**EXERCISE REQUIREMENTS:** Write every entry out again exactly, please, and skip the pictures.

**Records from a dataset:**
--------------------------------------------------

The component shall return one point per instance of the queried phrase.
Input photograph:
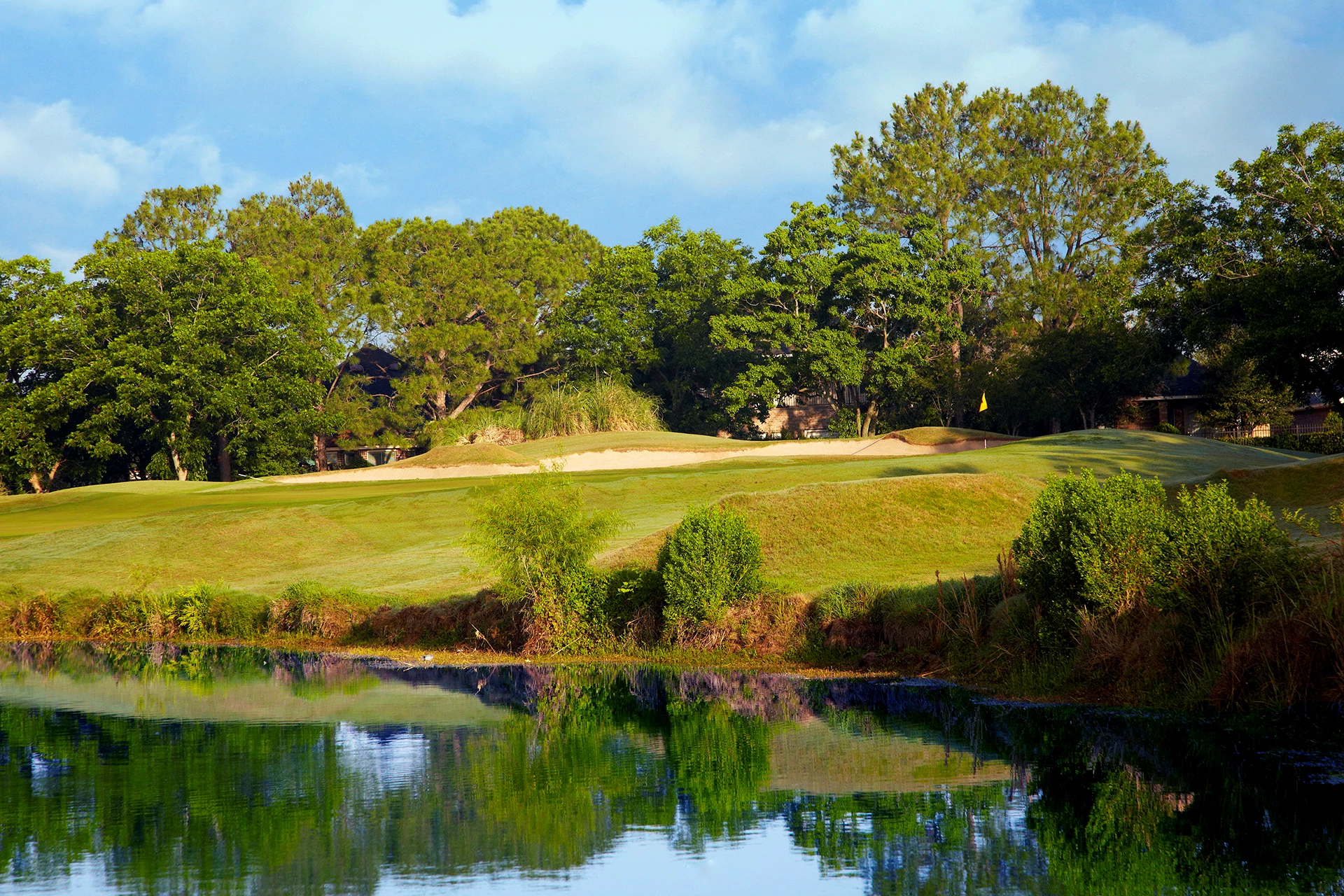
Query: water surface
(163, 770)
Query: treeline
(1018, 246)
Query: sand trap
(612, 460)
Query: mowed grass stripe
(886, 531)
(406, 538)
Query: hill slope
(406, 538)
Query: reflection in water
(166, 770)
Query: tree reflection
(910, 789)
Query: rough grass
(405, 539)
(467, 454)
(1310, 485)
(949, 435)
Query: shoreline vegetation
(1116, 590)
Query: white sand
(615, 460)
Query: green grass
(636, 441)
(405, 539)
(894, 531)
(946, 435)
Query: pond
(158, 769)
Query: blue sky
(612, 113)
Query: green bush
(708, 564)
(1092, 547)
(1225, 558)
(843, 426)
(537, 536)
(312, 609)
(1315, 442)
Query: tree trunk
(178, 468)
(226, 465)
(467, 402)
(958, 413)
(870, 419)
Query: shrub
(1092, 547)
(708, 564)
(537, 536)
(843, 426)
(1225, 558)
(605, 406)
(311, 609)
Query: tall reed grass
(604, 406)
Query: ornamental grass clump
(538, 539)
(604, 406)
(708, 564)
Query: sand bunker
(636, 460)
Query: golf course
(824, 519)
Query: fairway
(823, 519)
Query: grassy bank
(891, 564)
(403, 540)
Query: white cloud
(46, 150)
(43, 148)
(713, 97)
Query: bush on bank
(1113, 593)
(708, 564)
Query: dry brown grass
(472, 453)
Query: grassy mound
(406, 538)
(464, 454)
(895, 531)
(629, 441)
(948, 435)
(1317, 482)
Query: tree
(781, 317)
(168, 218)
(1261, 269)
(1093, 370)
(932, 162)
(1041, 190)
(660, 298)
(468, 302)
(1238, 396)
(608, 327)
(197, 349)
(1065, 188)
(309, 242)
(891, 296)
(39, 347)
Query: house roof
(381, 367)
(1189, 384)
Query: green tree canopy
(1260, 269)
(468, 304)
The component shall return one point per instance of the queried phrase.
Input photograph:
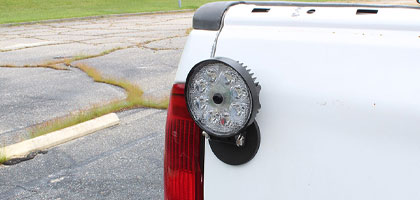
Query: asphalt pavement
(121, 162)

--------------------------------------------------

**RESULT FOR THIS EXERCISE:**
The component shall return one point per instance of the queried phrase.
Input photograph:
Query: water surface
(163, 770)
Query: treeline
(1018, 246)
Query: sand trap
(612, 460)
Query: mowed grass stripe
(886, 531)
(406, 538)
Query: hill slope
(406, 538)
Query: reflection in water
(166, 770)
Query: tree reflection
(910, 789)
Query: rough grass
(405, 539)
(467, 454)
(1310, 485)
(949, 435)
Query: shoreline vegetation
(1116, 590)
Query: white sand
(615, 460)
Query: green grass
(636, 441)
(405, 539)
(894, 531)
(946, 435)
Query: pond
(158, 769)
Query: blue sky
(612, 113)
Query: green bush
(708, 564)
(1092, 547)
(1225, 558)
(843, 426)
(537, 536)
(312, 609)
(1315, 442)
Query: tree trunk
(178, 468)
(226, 465)
(467, 402)
(958, 413)
(870, 419)
Query: shrub
(1092, 547)
(708, 564)
(537, 536)
(843, 426)
(1225, 558)
(605, 406)
(311, 609)
Query: tall reed grass
(604, 406)
Query: ornamental grass clump
(538, 539)
(604, 406)
(708, 564)
Query: sand bunker
(636, 460)
Query: golf course
(824, 519)
Query: fairway
(823, 519)
Query: grassy bank
(891, 564)
(403, 540)
Query: white cloud
(46, 150)
(43, 148)
(713, 97)
Query: bush on bank
(1113, 593)
(708, 564)
Query: dry brown grass
(472, 453)
Query: grassy mound
(406, 538)
(464, 454)
(895, 531)
(629, 441)
(948, 435)
(1317, 482)
Query: tree
(781, 317)
(168, 218)
(1261, 269)
(1093, 370)
(932, 162)
(1041, 190)
(660, 298)
(468, 302)
(1238, 396)
(608, 327)
(197, 349)
(1065, 188)
(309, 242)
(891, 296)
(39, 347)
Query: house roof
(381, 367)
(1189, 384)
Query: green tree canopy
(1260, 269)
(468, 304)
The component shall return one point per instance of the queried phrase.
Input photograph:
Query: asphalt pavement
(121, 162)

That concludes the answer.